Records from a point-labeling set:
※ ※ ※

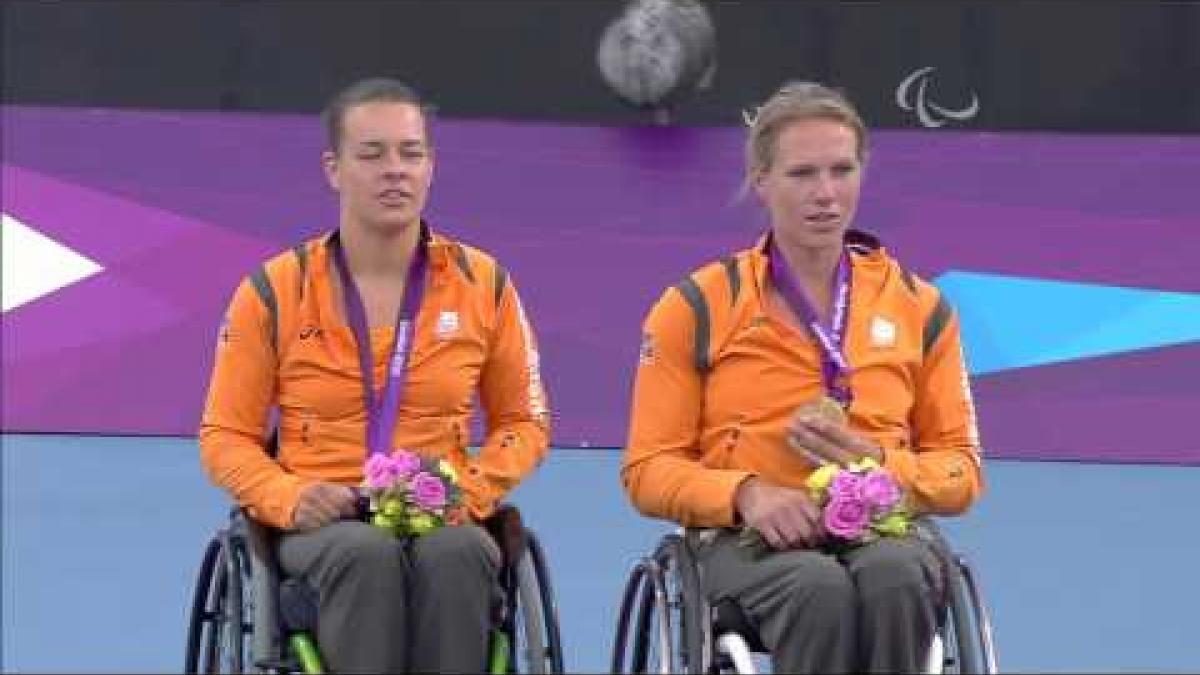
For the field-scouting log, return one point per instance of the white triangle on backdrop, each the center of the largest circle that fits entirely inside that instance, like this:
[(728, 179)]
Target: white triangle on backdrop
[(35, 266)]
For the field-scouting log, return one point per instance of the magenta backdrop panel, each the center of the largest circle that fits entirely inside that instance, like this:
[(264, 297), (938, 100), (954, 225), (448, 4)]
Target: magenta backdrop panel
[(593, 222)]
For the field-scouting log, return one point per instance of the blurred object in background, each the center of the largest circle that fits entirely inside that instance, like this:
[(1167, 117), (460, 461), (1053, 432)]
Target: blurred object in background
[(658, 52)]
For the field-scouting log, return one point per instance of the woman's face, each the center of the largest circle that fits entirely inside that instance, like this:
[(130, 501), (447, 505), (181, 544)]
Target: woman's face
[(811, 187)]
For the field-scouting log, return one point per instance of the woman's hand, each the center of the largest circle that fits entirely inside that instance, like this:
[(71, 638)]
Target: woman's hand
[(822, 440), (322, 503), (785, 517)]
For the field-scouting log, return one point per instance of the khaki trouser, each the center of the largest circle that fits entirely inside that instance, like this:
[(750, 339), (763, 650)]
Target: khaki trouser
[(396, 605), (871, 609)]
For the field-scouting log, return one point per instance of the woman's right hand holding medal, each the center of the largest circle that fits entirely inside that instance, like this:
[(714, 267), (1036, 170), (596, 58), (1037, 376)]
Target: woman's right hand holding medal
[(786, 518), (820, 434)]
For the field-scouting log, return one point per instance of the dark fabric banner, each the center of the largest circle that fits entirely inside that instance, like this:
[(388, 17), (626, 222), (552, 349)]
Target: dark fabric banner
[(1131, 66)]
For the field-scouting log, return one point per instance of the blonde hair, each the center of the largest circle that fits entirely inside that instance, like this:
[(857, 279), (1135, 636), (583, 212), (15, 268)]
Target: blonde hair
[(792, 102)]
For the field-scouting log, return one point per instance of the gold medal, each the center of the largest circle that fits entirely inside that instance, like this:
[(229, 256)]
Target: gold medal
[(832, 410), (825, 407)]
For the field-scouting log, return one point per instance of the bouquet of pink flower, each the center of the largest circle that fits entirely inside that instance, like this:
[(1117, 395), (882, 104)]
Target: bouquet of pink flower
[(859, 503), (411, 495)]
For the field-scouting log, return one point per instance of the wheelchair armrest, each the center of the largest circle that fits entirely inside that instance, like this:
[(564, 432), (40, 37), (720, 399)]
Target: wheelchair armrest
[(507, 527)]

※ ※ ※

Task brief: Reproduce all of the records above verbatim, omitting the pictures.

The answer:
For the field-scouting log, return one point per instance of the white triangle on backdrop, each the center of the largest circle that fits entirely inside that instance, like this:
[(728, 179)]
Target: white triangle on backdrop
[(35, 266)]
For the field-scouting log, return one point per instance of the magenta backdrop panel, each the center of the largest circle that fits entirely inside that instance, like this:
[(264, 297), (938, 100), (954, 225), (448, 4)]
Target: magenta backdrop panel
[(593, 222)]
For the field-scouting log, return one point per instance of the blurred object in background, each the center of the largest circle that fits entirely inside that instance, like this:
[(1167, 117), (460, 461), (1053, 432)]
Target: blurred object in background
[(658, 52)]
For the field-scouting log, return one point per instance of the woman's face, each the center of the largest circle that fits entirely inside that instance, like this:
[(130, 501), (447, 505), (181, 544)]
Target: woman's face
[(811, 187)]
For the field-scouting log, return one point per instance of the woman's hand, each the center of the largest circle that fits entirely inside that instance, like this:
[(71, 638)]
Target: woman's hand
[(822, 440), (322, 503), (785, 517)]
For the field-scouting log, return one point per instance of the khaki trouser, each the center of the largest circle that fits entirely inside that instance, like this:
[(750, 339), (763, 650)]
Target: khaki trouser
[(396, 605), (871, 609)]
For the field-scouting log, return one point per instance of the woman's right hand holding medal, each the center of the largest circle that fits entirely inside that instance, like this:
[(714, 267), (1036, 170), (596, 58), (1037, 376)]
Target: woman's right hand holding medal
[(786, 518), (820, 434)]
For the field-scouting log, return one point per instance of the dark fabric banner, each the center of the largest circle that fits entirely inside that instance, like this:
[(388, 17), (626, 222), (552, 349)]
Target: dark fabric banner
[(1131, 66)]
For the field-scouting log, return one point per instance of the blonde hair, each the center of the largest circle that fits entirely inside that instance, like this:
[(857, 279), (1135, 636), (583, 212), (15, 268)]
Target: blonde hair
[(792, 102)]
For the field-scouting log, return one point per instance of the gold medal, each the center of the largest circle that fits entirely inside that instance, like this:
[(229, 256)]
Target: gold medal
[(832, 410), (825, 407)]
For the field-scouting log, return one point per instance of the bouquet of pink flower, each the center of the largest circle that fits entirely inside that instance, like this:
[(1117, 395), (882, 104)]
Target: bouquet of pink flower
[(859, 503), (411, 495)]
For the field-scouting log, return one point per instance of the wheelchair armrest, each the center of the largest circle that fits entirely inside that instance, like this:
[(564, 432), (40, 37), (720, 399)]
Target: wheelchair armrest
[(507, 527)]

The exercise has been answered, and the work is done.